Items from a dataset
>>>>

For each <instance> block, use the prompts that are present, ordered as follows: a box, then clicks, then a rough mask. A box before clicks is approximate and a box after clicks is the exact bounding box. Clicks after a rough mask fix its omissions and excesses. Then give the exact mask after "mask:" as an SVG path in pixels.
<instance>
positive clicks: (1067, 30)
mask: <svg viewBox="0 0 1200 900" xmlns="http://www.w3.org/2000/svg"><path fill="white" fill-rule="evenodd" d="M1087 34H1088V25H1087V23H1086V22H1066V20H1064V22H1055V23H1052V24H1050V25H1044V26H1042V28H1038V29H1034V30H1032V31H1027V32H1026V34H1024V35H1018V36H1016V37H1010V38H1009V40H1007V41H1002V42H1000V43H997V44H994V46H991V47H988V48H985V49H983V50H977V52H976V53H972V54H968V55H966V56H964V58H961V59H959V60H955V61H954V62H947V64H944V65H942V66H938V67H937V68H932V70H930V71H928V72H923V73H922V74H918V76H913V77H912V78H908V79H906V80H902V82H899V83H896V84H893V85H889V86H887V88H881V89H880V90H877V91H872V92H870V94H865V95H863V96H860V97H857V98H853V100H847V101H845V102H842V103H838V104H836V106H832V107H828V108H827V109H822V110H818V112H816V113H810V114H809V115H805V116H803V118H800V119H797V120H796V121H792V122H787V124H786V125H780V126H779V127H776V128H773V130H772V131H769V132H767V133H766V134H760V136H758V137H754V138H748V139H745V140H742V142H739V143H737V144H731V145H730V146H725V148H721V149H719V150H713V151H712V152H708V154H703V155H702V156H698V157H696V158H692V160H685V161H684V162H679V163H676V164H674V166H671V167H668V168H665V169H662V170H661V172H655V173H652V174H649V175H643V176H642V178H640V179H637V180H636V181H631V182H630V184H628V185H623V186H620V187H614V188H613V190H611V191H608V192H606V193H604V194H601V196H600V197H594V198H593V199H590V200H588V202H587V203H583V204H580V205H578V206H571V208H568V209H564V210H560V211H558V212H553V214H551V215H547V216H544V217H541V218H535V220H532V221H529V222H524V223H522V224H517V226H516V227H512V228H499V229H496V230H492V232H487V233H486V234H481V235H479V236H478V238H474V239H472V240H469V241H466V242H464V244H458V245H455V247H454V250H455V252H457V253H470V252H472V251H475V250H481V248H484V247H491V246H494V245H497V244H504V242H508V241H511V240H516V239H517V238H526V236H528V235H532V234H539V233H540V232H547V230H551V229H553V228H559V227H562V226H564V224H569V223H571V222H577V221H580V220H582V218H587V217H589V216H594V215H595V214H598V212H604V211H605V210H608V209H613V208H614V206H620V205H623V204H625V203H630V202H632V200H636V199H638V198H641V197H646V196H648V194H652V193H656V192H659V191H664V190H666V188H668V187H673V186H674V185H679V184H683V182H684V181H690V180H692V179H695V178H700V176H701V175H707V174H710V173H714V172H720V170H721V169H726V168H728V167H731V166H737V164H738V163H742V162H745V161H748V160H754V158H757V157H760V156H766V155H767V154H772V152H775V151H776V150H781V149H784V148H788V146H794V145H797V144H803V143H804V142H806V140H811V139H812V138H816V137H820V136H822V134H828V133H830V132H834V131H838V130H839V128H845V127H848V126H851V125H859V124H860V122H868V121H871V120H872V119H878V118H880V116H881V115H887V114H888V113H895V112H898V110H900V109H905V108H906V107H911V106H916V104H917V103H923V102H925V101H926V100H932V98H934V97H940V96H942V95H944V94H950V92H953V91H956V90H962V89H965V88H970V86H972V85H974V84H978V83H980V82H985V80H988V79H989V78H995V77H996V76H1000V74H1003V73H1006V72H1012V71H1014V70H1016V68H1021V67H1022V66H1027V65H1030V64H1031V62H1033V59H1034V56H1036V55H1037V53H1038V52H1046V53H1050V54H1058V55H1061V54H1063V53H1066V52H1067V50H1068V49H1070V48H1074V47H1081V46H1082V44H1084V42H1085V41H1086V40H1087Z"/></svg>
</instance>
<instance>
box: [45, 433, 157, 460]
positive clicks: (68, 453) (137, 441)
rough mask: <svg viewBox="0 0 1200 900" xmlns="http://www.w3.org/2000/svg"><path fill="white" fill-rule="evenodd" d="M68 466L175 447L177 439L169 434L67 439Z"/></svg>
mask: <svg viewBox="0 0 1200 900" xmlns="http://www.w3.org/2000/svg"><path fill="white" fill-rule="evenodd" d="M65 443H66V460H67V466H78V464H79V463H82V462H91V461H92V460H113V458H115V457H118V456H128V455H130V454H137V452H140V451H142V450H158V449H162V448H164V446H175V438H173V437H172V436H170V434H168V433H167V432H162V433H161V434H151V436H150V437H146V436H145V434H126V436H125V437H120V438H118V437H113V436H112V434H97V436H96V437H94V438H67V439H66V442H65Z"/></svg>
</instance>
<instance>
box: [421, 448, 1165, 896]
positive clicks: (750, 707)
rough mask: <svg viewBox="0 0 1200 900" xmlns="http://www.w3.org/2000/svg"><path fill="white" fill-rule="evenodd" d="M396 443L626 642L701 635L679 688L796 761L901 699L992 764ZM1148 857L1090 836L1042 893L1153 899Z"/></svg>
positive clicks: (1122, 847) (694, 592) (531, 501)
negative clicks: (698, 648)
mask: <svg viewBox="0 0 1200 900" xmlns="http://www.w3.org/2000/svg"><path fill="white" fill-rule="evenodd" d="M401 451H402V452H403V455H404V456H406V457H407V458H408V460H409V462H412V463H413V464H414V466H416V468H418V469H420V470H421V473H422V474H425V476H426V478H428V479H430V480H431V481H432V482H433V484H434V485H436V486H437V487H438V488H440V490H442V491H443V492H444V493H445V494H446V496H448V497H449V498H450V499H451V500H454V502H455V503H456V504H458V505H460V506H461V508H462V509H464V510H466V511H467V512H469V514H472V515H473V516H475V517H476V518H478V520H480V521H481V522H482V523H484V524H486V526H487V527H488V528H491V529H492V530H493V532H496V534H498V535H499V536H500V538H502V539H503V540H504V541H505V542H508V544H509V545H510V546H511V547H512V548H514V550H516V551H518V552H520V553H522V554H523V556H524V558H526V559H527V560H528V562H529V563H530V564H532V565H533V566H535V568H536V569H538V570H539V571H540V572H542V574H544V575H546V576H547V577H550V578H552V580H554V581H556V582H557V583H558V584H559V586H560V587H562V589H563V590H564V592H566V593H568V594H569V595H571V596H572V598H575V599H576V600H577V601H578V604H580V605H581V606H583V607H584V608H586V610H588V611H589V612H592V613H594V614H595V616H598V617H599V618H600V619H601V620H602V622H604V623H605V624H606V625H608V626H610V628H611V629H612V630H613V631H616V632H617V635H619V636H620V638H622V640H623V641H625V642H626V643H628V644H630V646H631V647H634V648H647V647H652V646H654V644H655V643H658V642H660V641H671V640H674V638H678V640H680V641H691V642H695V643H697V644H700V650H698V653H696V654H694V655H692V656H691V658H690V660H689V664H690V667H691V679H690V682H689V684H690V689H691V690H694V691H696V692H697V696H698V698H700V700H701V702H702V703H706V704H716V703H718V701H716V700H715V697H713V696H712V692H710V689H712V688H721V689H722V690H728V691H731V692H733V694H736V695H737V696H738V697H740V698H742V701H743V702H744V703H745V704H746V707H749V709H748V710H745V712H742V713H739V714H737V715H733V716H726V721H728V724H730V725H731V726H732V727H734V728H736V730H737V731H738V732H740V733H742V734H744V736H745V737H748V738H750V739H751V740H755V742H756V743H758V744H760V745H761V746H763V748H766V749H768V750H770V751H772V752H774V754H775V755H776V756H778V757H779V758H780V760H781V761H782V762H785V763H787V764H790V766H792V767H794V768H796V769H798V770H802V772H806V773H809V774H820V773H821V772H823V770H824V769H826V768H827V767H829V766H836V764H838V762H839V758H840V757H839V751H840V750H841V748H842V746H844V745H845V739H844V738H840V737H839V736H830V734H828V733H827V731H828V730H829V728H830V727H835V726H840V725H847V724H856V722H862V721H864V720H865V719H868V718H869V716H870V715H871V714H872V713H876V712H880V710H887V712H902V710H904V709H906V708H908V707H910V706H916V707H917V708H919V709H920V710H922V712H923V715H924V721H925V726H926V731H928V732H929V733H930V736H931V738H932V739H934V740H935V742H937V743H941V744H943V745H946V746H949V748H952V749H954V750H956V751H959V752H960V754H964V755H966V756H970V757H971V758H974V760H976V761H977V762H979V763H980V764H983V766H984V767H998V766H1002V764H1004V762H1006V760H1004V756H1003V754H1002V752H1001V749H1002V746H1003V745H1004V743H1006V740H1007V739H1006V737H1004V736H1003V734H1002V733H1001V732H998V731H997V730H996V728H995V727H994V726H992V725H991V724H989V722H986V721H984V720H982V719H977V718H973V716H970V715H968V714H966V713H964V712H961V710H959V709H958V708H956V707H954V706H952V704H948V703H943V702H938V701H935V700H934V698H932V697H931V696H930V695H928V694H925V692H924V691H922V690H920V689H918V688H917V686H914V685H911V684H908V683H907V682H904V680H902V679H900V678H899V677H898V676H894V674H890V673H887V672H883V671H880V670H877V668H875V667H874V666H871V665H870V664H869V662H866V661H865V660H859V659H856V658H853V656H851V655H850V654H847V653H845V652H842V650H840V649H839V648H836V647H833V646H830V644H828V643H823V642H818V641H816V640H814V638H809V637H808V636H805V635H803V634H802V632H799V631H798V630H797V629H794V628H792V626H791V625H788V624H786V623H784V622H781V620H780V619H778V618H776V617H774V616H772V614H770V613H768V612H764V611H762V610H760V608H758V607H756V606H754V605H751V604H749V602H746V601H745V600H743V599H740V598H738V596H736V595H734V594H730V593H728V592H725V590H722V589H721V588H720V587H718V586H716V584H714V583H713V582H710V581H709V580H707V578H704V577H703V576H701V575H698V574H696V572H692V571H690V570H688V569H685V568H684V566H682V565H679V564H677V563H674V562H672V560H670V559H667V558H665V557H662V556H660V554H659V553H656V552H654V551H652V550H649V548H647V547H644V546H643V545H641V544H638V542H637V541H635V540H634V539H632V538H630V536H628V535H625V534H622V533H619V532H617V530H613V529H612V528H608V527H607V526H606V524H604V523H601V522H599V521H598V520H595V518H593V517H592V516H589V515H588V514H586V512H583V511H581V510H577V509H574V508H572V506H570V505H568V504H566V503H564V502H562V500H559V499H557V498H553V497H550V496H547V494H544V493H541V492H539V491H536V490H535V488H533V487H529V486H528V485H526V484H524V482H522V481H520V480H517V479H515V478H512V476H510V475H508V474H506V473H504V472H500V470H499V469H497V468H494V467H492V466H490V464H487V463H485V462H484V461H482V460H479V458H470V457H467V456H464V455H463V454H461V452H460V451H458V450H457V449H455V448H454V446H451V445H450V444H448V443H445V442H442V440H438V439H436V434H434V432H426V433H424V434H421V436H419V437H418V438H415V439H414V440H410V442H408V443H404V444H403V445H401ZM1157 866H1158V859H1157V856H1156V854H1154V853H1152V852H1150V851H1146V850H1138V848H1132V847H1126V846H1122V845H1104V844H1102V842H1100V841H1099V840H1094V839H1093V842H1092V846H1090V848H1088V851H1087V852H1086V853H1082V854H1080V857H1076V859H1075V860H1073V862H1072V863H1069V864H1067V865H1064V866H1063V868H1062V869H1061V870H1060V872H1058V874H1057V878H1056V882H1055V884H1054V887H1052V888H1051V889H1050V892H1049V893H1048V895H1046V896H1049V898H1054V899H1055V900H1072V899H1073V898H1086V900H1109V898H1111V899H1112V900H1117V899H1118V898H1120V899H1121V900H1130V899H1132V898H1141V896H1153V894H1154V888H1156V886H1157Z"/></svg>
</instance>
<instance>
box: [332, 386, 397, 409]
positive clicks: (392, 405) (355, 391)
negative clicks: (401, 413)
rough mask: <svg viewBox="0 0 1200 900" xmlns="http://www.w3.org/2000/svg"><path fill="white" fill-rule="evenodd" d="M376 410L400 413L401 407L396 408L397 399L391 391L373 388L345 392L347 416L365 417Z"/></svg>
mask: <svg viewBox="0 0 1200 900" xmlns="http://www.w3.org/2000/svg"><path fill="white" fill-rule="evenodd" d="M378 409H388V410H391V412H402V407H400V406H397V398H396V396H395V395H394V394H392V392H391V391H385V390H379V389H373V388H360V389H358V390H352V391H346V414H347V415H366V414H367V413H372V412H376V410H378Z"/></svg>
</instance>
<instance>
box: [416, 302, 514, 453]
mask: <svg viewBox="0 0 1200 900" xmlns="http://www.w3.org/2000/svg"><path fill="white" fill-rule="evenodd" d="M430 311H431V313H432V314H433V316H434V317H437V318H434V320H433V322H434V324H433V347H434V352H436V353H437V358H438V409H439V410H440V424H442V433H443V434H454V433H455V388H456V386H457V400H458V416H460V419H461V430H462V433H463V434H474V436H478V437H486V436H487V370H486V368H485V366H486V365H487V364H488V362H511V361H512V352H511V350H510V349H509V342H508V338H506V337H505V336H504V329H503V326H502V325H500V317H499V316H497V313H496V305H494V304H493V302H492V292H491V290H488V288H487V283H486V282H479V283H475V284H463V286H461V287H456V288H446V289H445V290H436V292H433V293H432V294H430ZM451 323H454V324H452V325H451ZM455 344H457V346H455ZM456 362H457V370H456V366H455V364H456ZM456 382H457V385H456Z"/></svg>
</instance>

<<<<

Can you gather every line of the data above that contains the string "positive" and copy each one out?

◆ **TASK RESPONSE**:
positive clicks: (1067, 30)
positive clicks: (68, 453) (137, 441)
positive clicks: (750, 707)
positive clicks: (1122, 847) (694, 592) (531, 501)
positive clicks: (392, 405) (355, 391)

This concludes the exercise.